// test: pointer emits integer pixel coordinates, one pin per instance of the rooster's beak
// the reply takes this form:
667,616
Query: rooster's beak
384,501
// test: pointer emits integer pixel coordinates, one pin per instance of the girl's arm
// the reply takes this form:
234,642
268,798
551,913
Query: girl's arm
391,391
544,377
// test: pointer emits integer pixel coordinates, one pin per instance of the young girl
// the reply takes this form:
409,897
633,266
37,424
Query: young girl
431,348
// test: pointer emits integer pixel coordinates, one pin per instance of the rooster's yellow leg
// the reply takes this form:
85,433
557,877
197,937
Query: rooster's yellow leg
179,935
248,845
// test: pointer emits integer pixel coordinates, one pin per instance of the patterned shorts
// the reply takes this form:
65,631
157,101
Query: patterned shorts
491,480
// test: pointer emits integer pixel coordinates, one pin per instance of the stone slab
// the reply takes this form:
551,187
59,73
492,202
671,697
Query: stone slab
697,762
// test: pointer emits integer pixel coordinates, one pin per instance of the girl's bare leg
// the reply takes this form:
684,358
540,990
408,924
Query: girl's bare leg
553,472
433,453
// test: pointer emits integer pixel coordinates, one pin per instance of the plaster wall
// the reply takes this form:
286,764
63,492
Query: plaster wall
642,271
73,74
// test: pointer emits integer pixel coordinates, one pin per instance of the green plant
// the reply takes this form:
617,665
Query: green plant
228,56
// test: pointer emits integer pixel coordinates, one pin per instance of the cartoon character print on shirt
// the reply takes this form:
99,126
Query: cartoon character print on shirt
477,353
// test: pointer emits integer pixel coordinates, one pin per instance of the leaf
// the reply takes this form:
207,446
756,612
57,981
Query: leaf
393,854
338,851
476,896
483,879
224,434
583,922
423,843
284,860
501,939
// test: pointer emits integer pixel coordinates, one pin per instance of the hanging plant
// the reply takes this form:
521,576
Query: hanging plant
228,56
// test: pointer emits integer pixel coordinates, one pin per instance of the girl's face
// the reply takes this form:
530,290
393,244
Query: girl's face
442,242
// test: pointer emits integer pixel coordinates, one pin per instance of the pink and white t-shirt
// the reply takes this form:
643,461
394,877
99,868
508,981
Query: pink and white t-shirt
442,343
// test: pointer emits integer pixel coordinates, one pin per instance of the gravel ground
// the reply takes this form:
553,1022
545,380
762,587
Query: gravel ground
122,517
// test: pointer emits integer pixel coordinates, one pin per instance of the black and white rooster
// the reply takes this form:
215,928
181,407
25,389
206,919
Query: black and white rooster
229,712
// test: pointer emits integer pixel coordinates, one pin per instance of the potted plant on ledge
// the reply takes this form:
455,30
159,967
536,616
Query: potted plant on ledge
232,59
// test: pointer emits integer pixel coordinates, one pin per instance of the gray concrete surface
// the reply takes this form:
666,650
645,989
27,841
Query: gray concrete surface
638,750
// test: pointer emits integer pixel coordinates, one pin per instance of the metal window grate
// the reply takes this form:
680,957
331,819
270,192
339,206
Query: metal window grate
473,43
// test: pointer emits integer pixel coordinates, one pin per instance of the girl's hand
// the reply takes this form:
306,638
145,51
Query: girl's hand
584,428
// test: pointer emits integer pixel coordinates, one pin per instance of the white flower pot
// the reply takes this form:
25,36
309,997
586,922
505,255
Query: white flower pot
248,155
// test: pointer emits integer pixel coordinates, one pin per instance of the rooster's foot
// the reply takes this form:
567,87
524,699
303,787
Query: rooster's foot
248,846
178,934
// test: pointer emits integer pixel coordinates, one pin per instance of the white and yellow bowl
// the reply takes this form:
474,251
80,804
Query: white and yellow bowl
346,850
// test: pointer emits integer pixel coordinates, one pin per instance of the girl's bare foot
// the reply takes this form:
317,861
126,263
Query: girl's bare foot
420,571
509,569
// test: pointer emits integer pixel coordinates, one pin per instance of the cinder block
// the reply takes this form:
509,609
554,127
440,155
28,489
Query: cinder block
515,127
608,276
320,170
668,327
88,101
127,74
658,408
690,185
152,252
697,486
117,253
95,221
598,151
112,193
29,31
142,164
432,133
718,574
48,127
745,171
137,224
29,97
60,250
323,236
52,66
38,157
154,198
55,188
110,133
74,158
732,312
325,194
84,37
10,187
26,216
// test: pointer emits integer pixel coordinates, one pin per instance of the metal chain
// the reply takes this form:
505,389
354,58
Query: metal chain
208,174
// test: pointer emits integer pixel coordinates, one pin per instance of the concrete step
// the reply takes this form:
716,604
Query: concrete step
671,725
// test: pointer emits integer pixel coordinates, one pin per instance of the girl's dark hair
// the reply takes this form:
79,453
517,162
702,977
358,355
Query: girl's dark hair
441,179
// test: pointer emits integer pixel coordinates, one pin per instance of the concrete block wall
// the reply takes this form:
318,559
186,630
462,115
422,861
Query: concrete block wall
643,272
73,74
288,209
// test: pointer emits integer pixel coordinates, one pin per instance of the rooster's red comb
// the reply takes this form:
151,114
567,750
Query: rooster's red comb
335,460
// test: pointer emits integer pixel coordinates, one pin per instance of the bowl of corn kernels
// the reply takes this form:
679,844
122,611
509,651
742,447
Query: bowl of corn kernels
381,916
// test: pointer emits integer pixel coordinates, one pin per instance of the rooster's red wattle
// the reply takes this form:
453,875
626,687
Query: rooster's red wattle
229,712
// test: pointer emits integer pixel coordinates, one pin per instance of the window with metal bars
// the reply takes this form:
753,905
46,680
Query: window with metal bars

==

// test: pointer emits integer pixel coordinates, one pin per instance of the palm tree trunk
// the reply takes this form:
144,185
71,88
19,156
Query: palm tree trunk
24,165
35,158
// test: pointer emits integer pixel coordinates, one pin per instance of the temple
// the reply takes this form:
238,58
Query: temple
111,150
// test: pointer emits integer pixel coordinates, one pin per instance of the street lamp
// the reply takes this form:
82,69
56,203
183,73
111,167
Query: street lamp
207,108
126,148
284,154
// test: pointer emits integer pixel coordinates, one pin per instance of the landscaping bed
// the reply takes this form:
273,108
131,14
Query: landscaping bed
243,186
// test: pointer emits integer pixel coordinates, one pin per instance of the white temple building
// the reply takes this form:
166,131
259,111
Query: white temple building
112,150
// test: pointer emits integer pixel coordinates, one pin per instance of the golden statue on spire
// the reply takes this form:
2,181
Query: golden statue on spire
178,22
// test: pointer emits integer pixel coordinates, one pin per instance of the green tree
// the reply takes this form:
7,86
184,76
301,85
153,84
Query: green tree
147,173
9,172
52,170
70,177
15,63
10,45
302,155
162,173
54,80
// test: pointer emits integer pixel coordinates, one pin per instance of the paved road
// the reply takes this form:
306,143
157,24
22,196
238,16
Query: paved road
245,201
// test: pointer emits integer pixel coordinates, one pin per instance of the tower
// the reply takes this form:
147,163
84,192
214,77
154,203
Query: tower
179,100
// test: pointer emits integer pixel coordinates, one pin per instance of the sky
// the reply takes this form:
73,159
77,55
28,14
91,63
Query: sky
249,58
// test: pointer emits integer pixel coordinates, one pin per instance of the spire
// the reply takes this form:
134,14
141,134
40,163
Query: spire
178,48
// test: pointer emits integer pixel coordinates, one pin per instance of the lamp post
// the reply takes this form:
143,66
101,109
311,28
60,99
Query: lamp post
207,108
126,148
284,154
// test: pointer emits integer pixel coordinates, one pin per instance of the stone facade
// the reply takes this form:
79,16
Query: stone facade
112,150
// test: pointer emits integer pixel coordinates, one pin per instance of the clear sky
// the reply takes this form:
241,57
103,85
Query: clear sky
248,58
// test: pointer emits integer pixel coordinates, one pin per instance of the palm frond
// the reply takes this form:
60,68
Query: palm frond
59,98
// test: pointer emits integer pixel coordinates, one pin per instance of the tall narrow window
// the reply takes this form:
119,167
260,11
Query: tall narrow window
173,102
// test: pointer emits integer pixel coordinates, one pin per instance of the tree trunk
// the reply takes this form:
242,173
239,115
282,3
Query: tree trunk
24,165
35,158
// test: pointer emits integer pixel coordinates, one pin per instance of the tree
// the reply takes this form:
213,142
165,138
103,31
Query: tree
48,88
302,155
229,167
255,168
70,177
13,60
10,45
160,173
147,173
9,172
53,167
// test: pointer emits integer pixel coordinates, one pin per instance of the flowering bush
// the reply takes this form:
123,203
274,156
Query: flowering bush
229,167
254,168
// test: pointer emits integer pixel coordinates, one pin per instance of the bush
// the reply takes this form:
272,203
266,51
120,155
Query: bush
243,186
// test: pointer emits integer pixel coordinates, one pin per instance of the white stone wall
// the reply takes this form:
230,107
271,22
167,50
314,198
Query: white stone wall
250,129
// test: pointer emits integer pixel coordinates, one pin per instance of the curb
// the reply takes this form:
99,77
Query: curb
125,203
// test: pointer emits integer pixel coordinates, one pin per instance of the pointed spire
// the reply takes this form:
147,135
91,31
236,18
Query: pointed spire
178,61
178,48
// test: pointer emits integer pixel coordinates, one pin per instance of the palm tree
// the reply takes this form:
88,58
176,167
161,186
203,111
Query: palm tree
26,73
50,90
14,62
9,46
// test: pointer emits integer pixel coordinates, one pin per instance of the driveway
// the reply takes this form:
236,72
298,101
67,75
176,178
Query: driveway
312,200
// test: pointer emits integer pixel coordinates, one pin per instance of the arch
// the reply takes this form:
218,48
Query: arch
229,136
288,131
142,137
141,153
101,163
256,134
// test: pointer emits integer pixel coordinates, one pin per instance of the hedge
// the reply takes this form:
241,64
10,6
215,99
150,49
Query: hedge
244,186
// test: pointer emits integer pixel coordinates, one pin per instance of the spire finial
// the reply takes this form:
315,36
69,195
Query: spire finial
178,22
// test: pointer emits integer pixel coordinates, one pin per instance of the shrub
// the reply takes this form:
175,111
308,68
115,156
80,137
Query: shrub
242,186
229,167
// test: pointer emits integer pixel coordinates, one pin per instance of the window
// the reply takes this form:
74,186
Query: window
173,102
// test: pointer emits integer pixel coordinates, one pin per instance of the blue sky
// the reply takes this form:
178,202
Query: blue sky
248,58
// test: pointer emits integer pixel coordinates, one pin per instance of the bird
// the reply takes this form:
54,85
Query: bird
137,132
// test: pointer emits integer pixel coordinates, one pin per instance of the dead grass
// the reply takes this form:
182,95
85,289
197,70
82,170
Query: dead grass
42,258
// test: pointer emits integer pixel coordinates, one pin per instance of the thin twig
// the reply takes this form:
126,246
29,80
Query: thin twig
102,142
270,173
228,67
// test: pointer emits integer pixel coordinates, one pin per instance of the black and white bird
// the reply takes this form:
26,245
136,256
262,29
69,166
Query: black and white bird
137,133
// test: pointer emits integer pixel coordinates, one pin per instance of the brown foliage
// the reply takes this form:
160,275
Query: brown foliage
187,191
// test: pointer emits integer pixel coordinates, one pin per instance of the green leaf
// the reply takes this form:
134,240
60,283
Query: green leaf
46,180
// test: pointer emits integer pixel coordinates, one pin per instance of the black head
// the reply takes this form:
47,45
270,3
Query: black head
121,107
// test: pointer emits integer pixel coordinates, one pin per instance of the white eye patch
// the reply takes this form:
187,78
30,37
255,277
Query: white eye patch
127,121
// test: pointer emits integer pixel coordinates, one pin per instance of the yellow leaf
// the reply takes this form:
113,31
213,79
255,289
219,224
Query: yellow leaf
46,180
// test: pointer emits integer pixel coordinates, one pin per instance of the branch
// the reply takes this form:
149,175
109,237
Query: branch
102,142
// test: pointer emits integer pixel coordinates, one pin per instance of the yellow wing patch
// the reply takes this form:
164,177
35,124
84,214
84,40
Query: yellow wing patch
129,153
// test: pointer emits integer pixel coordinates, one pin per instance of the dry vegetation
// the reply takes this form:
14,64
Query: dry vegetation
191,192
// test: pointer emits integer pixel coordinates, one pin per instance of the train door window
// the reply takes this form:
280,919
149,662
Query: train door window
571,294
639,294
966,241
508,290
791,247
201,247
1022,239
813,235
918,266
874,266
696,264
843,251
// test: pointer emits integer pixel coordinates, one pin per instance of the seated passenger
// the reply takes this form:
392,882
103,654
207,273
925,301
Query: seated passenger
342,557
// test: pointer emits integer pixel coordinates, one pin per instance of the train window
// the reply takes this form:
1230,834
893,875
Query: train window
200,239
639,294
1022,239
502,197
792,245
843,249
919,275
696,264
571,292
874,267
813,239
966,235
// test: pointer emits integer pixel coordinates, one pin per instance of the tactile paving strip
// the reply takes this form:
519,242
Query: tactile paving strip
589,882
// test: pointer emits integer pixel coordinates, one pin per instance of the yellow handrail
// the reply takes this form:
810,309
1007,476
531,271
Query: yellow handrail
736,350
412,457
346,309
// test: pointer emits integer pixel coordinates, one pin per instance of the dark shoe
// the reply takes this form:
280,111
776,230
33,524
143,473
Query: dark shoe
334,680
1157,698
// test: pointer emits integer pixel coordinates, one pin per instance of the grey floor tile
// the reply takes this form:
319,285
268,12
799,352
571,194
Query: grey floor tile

WORK TO COMPLETE: Tally the lines in the data above that contain the word "facade" and reply with the number alone.

RESULT OF THIS EXERCISE: 2